Brief »
Retype, without any change, the line that contains "bream. Write the coordinates, one line per instance." and every line that follows it to the end of the entries, and nothing else.

Input »
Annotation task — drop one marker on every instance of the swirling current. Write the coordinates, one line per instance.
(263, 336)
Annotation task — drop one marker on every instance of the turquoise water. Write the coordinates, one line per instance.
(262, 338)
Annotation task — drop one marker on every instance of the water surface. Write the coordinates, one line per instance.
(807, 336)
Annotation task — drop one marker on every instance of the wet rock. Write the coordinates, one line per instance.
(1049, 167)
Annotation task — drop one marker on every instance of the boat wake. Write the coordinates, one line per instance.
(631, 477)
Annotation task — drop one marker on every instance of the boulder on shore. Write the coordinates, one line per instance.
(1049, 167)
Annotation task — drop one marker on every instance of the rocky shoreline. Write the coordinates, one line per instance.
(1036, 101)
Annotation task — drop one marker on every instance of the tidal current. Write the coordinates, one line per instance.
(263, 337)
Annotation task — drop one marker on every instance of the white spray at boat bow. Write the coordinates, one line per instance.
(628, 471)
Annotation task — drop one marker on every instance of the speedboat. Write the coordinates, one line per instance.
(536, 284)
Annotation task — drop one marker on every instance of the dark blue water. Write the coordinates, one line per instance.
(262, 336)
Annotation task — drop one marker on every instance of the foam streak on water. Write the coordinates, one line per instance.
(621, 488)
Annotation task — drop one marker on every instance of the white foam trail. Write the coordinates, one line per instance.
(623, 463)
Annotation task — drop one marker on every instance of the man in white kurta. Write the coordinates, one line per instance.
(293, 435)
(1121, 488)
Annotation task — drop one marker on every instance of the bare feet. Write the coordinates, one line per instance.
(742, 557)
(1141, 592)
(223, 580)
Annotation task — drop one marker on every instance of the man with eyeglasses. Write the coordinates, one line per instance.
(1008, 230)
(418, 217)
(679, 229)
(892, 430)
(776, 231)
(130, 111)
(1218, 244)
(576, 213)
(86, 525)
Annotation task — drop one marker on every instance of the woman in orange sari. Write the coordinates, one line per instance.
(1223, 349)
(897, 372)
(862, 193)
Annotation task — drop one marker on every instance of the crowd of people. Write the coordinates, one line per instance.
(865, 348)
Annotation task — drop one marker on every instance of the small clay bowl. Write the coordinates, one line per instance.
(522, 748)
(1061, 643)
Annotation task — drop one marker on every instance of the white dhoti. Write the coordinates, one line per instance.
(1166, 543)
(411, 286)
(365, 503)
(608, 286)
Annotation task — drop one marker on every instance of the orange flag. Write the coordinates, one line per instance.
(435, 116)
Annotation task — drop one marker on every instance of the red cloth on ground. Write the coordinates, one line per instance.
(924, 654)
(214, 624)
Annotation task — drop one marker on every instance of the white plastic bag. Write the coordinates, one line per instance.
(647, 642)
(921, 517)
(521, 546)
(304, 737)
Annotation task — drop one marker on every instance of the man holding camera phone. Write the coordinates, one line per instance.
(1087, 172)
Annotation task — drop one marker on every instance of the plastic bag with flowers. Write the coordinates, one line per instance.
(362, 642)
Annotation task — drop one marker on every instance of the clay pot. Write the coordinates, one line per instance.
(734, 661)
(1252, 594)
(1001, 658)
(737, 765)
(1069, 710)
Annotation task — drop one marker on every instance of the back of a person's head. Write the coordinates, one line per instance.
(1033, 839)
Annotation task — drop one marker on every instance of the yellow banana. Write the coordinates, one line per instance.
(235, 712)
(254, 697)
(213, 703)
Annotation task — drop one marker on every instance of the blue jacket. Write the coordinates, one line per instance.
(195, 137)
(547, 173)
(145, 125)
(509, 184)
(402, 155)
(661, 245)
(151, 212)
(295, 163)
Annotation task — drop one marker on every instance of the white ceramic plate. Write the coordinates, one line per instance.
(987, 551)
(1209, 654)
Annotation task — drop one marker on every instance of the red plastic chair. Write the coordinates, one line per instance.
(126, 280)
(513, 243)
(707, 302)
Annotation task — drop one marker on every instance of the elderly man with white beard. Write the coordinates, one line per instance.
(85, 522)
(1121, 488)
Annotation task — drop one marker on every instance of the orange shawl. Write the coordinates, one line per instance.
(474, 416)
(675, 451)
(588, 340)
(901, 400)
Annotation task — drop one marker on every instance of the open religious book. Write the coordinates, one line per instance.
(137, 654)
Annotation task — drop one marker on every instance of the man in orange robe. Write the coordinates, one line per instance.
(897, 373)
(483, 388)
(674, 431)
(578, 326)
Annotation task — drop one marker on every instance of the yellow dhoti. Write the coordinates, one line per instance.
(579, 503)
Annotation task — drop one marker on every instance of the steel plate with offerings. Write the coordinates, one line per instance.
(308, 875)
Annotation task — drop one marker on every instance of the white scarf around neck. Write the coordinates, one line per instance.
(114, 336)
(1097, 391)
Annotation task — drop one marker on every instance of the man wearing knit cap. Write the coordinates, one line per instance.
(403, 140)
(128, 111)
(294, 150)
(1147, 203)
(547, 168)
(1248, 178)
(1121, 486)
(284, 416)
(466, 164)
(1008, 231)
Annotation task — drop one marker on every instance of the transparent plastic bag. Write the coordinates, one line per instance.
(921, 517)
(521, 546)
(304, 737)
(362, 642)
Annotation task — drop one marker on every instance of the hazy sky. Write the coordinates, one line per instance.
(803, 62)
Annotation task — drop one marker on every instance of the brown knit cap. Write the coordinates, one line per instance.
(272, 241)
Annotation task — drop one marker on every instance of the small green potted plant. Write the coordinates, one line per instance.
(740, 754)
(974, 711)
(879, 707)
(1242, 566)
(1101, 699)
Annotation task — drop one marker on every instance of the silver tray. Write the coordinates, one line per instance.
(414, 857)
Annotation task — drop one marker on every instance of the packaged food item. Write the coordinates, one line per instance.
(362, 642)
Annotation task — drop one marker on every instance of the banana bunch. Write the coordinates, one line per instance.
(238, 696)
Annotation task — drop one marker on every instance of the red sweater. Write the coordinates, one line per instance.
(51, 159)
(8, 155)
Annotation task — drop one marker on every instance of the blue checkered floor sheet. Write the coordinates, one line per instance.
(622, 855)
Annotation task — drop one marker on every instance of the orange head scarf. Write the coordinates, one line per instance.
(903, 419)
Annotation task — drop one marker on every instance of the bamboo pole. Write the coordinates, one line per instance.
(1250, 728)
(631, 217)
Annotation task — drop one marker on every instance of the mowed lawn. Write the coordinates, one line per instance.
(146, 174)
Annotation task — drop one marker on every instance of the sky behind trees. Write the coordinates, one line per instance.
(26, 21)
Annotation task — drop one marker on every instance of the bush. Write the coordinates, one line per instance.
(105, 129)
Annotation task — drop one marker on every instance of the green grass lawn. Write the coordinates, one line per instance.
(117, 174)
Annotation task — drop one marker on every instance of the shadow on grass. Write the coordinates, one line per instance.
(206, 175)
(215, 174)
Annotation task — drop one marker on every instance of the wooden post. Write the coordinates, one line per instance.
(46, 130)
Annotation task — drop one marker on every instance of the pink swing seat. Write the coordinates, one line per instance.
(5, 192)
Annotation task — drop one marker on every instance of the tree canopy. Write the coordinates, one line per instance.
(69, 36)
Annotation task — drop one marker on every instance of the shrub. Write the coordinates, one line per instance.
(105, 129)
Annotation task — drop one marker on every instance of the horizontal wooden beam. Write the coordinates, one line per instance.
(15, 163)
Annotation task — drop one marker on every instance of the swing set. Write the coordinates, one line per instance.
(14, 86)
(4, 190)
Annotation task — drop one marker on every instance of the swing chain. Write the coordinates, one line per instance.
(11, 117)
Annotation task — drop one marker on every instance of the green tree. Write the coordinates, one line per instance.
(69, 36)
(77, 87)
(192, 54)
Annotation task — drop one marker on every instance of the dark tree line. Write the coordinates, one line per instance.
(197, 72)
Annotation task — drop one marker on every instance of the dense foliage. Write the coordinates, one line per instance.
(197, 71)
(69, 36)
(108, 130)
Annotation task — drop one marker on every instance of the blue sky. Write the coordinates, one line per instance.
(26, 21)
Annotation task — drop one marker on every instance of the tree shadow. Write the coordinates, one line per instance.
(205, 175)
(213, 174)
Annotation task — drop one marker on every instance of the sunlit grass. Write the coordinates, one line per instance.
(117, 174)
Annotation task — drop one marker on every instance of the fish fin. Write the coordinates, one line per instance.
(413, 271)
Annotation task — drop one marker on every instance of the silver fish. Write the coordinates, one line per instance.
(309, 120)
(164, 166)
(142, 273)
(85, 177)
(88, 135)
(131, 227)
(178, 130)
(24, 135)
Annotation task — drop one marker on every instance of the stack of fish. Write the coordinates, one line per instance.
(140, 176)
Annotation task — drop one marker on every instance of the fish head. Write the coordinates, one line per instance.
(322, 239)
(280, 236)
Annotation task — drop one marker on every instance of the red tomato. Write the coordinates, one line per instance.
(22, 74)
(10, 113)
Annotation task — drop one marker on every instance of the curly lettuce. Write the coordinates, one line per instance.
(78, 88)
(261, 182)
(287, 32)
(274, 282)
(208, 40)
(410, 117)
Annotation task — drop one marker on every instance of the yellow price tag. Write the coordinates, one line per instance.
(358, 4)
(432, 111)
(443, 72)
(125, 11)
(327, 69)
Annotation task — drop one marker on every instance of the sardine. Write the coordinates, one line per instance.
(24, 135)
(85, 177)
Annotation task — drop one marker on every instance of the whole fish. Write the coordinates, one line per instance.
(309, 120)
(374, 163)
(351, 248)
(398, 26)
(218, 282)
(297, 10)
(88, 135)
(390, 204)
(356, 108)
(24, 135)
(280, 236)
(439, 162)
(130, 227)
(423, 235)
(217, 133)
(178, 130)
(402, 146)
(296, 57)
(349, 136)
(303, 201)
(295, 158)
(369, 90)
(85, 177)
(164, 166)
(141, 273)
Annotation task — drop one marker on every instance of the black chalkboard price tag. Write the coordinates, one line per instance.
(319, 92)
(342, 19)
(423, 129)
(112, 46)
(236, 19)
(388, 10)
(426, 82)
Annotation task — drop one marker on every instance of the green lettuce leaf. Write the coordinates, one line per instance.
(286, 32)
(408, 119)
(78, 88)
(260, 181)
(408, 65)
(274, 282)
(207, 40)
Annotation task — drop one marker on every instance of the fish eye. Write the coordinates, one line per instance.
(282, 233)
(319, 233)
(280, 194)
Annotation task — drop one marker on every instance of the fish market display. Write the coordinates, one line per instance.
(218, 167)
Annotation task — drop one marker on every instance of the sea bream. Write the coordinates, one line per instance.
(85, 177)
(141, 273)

Solution to the exercise »
Annotation task — drop one marker on every instance of the sea bream. Write the coordinates, one line per instance.
(85, 177)
(141, 273)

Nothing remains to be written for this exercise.